» Document passage
________

Other use cases besides storage
Both Filecoin and Arweave are leveraging their own smart contract solutions.
11 November 2021 is the date of Filecoin Virtual Machine release. Built on WASM, it allows Filecoin to become a layer 1 for smart contracts written in multiple languages (natively accepts RUST, but allows EVM languages too, like Solidity).
Arweave’s solution, called SmartWeave, is currently at arguably it’s third technological iteration, improvements led by both RedStone Finance and Verto. As Sam Williams, Arweave founder states, SrmatWeave “uses this novel type of evaluation called ‘lazy evaluation’ to move the computational burden of smart-contract execution from the nodes in the network to the users of the smart contract.”
The final verdict
When I started writing this article, I had a somewhat clear summary in my head:
“For the use case of data permanence, Arweave may be the correct choice, but for short/medium storage use cases, Filecoin price proposition makes it more of an option.”
I wanted to be polite and neutral. The first part of the article is proof that I could have kept this neutral voice through the end. But there is a question: where does politeness end and hypocrisy start in the case of anybody who sees something that in their opinion is not right, but keep their mouth shut. I may be wrong, but I’d rather face a wave of healthy criticism than be right and be silent.
Unfortunately, the current state of Filecoin doesn’t improve the narrative of decentralized cloud storage that will power web3. I’m not making anything up, just addressing facts.
Remember the mining mechanism I described? It implies that “hot storage” is not possible by default. You can not use your files stored on Filecoin like you are using files stored on a regular server. Miners could indeed duplicate your data and store it in the readable, initial format too, but they are not incentivized to do so.
Basically, a miner should store double the amount of information an S3 solution would store and would charge 0.01% from the price AWS is charging. I don’t have a PhD in economics, but I wonder how feasible it is to sustain double the storage for a fraction of the cost charged by the competition on higher time frames.
Even if miners would store the data in the original format too, you have to pay for the retrieval anyway, wait for the transaction to be validated on chain, and after that expect the retrieval miner to send your data offchain. How many seconds will you wait for those procedures? Probably at least a minute?
Imagine a dApp powered by this. In the worst case, the retrieval will take several hours, in the best case…who knows…5 minutes? Ok…but if near-instant retrieval is not the strong suit of Filecoin, what is it? What’s the point of it? What is the product-market fit? It’s insanely cheap, but what are you paying for exactly? For a relatively near decent experience, they are suggesting pairing Filecoin storage with IPFS.

________

» Requirements
[1] According to the Filecoin and Arweave comparison, why does the author doubt that Filecoin miners can keep up their storage over longer time frames?
[2] Continue the Filecoin and Arweave comparison from its final sentence.

[Location identification entries]
________

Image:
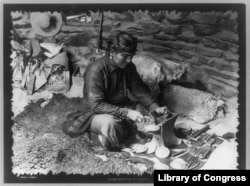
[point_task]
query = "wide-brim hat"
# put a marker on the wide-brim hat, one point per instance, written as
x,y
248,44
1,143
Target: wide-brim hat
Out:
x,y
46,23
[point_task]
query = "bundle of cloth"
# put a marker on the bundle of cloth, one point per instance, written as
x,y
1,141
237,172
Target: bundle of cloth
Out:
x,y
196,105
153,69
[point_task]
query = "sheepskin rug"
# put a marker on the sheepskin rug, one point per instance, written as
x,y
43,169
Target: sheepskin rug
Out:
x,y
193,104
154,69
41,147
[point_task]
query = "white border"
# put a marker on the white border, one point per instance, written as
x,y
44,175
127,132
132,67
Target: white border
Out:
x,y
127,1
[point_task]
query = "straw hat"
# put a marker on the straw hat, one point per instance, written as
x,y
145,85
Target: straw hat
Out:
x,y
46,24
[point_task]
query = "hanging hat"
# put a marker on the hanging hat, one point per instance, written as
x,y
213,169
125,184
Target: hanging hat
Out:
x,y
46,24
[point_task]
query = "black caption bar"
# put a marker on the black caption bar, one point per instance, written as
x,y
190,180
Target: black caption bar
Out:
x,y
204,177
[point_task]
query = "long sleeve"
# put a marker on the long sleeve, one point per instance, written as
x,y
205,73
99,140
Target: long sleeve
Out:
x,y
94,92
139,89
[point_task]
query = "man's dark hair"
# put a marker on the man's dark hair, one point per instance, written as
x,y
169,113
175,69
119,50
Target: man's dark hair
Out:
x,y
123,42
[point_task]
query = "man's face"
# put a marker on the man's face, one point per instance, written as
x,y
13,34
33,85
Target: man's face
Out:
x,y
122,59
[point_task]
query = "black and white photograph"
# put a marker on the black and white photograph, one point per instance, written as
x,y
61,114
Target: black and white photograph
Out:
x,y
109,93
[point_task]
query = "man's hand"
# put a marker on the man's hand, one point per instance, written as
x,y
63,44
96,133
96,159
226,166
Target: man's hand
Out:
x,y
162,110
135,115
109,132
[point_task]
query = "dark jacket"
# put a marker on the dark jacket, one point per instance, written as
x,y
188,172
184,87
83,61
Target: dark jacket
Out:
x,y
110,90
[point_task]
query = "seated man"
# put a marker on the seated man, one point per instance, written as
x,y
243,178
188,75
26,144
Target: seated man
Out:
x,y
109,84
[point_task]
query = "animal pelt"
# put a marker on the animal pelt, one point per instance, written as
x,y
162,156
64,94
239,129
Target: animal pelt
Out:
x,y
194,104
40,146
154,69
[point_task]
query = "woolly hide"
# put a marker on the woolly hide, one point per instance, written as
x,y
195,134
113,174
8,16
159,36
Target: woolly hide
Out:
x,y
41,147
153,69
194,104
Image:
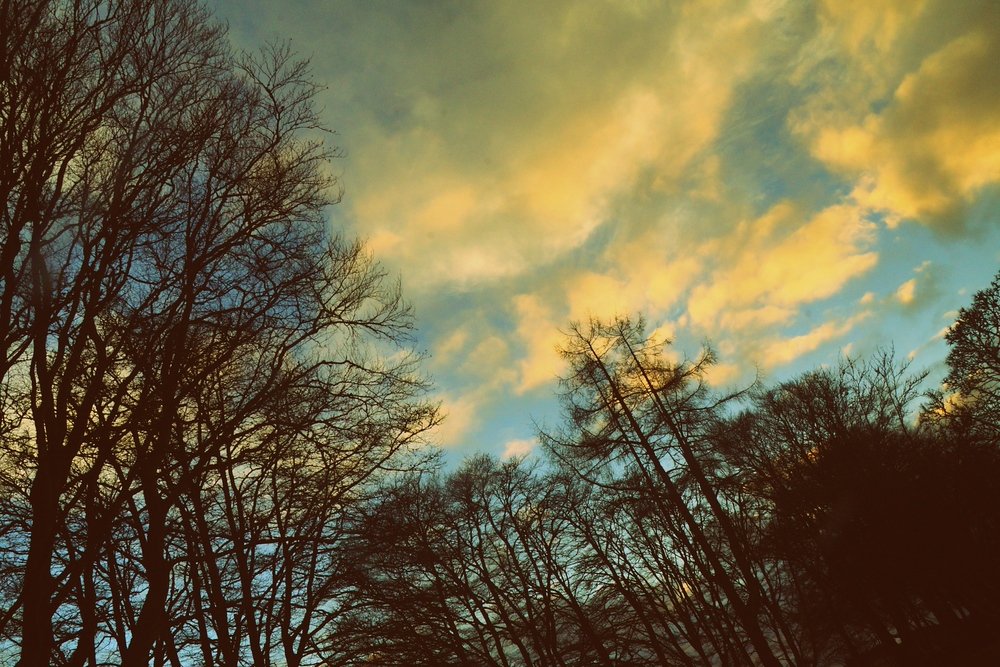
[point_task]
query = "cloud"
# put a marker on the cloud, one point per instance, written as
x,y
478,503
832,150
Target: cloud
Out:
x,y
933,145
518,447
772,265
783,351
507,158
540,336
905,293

________

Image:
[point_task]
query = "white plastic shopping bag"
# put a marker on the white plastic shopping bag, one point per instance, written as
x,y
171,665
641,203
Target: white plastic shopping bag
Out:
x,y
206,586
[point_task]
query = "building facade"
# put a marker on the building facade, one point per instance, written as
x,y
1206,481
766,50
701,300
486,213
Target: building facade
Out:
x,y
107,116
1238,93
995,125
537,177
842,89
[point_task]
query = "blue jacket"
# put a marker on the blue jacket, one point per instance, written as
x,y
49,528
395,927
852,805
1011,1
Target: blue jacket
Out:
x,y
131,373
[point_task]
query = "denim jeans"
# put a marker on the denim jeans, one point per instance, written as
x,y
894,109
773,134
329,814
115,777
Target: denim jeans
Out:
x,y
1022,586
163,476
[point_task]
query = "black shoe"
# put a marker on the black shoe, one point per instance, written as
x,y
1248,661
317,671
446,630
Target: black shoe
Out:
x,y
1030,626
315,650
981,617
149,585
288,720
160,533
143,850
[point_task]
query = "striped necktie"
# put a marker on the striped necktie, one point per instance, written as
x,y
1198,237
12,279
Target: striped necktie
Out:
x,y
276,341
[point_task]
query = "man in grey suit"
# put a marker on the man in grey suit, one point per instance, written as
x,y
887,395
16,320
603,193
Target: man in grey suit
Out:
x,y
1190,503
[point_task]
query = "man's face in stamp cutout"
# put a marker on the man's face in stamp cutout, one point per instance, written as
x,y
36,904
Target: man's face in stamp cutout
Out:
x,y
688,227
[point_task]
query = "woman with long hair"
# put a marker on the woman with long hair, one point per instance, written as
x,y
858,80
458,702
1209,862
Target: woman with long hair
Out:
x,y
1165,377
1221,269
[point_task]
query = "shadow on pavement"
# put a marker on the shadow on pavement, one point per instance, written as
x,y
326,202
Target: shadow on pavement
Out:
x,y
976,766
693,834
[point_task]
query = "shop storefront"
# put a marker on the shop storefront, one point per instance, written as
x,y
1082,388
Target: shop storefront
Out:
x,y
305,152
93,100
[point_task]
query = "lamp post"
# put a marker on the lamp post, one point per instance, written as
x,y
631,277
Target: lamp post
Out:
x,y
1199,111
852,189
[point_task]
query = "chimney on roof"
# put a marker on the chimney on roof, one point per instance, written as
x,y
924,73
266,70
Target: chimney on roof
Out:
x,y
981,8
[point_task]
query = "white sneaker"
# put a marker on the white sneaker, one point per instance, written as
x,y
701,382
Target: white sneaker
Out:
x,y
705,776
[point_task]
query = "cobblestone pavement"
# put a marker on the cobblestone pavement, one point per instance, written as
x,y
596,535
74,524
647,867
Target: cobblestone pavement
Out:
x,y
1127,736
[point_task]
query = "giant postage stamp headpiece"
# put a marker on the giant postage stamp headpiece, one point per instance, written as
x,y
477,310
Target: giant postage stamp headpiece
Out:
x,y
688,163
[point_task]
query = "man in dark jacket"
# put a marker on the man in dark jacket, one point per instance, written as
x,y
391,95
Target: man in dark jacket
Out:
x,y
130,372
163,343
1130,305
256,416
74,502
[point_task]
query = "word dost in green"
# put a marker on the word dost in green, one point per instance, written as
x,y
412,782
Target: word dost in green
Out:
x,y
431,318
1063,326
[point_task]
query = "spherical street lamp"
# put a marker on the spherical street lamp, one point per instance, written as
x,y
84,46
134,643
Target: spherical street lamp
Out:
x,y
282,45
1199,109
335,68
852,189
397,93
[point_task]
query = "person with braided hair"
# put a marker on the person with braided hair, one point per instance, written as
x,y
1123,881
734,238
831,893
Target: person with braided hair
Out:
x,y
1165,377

________

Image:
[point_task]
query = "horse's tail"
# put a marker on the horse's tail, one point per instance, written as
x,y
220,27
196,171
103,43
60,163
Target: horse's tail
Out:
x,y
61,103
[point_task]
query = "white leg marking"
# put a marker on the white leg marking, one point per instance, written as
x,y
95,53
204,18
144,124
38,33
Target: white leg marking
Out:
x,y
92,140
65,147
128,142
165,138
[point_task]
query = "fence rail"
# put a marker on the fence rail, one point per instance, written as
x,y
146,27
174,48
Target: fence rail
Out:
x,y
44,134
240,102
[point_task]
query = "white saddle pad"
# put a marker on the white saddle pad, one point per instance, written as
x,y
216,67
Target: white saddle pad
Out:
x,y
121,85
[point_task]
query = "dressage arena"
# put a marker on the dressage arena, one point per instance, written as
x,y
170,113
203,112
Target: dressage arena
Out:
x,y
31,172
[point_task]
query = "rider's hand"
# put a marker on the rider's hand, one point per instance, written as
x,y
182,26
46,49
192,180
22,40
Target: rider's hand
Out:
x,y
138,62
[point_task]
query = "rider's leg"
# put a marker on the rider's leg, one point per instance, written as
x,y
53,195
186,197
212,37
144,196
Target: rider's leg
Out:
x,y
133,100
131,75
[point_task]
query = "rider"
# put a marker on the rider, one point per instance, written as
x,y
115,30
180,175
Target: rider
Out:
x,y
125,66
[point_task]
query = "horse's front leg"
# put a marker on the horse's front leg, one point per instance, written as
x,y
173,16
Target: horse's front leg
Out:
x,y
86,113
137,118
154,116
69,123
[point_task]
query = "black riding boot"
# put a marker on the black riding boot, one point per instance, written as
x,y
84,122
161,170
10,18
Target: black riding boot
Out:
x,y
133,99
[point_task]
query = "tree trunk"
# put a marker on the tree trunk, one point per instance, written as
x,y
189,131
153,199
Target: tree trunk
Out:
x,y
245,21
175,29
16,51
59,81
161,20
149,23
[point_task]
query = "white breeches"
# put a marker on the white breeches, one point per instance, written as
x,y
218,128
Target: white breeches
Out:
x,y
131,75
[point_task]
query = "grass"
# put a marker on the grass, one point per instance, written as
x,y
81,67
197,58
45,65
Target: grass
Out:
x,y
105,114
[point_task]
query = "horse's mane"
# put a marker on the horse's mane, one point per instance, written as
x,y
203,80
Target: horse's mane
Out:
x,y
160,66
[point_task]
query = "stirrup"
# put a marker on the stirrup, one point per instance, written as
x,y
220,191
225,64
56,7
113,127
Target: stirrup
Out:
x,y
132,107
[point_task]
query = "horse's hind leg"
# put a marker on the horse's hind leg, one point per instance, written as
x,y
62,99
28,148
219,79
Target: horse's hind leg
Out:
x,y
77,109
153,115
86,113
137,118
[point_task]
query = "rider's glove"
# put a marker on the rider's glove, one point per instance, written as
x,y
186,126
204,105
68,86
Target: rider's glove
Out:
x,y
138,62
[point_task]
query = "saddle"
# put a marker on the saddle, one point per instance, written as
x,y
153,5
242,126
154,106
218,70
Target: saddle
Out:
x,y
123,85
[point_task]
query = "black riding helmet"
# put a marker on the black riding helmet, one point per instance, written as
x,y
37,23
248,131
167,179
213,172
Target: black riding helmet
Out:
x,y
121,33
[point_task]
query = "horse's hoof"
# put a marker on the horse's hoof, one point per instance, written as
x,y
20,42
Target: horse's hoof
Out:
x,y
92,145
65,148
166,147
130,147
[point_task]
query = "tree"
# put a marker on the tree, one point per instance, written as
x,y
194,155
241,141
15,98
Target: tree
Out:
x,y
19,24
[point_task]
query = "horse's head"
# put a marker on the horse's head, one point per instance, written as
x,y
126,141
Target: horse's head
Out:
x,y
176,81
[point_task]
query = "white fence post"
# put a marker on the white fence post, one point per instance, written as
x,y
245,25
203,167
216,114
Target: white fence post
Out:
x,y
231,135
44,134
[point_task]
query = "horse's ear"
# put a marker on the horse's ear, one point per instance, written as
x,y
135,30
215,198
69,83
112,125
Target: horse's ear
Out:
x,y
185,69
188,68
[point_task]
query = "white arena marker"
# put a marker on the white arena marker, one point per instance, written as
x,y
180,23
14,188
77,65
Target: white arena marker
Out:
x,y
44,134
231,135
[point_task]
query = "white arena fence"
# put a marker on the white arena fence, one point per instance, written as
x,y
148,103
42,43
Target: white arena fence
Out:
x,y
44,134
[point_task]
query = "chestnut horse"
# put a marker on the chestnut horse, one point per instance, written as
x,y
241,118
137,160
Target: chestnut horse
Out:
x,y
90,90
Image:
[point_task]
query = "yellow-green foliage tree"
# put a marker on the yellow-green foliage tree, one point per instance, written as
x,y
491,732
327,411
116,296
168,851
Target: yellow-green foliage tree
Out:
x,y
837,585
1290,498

________

» Results by task
[1] For files to be usable in their readable, original format, a miner would have to store double the amount of information an S3 solution stores while charging only 0.01% of what AWS charges. The author therefore questions how feasible it is to sustain double the storage for a fraction of the competition's price over longer periods.

[2]
Because of the various steps involved in the data retrieval process, Filecoin storage currently meets similar performance bars as traditional warm or cold storage. To get performance that is similar to other hot storage solutions, most users utilize Filecoin with a caching layer such as IPFS. These hybrid and multi-tiered storage solutions use IPFS for hot storage and Filecoin for affordable, frequent, and versioned backups.
In the end, doesn’t this mean that Filecoin use is only as a redundancy layer for IPFS?
And furthermore – how fast and reliable is the proposed hot layer? Theoretically, it could be faster than HTTP. You can look here to understand how it actually works. The current reality is unfortunately distant from the theory. It depends a lot on how many IPFS nodes have that particular data, how close are they in relation to your location, their bandwidth, etc.
I don’t have a clear retrieval period for IPFS files, but you can check to see firsthand how much it takes to load for a dApp that retrieves solely files stored on IPFS: check the tux.art NFT minting platform and marketplace. Is this retrieval speed nearly enough to onboard the usual Web2 user in the new and improved Web3? Does any big NFT marketplace use IPFS as the default hot storage layer? No. All rely on centralized services for a decent UX in files retrieval.
Do I want to make a point for Web2 centralized services? Definitely not! What I’m trying to show is that we have a clear use-case in front of us: let’s make a truly decentralized, fast, short, and medium term hot storage solution with almost instant retrieval for the end-user. If you prefer IPFS over HTTP, ok, go for it, make it rise to its true potential.
Instead, it seems that Filecoin has an identity crisis. It wants to store data “persistently” and in the process is making it even harder to be retrieved.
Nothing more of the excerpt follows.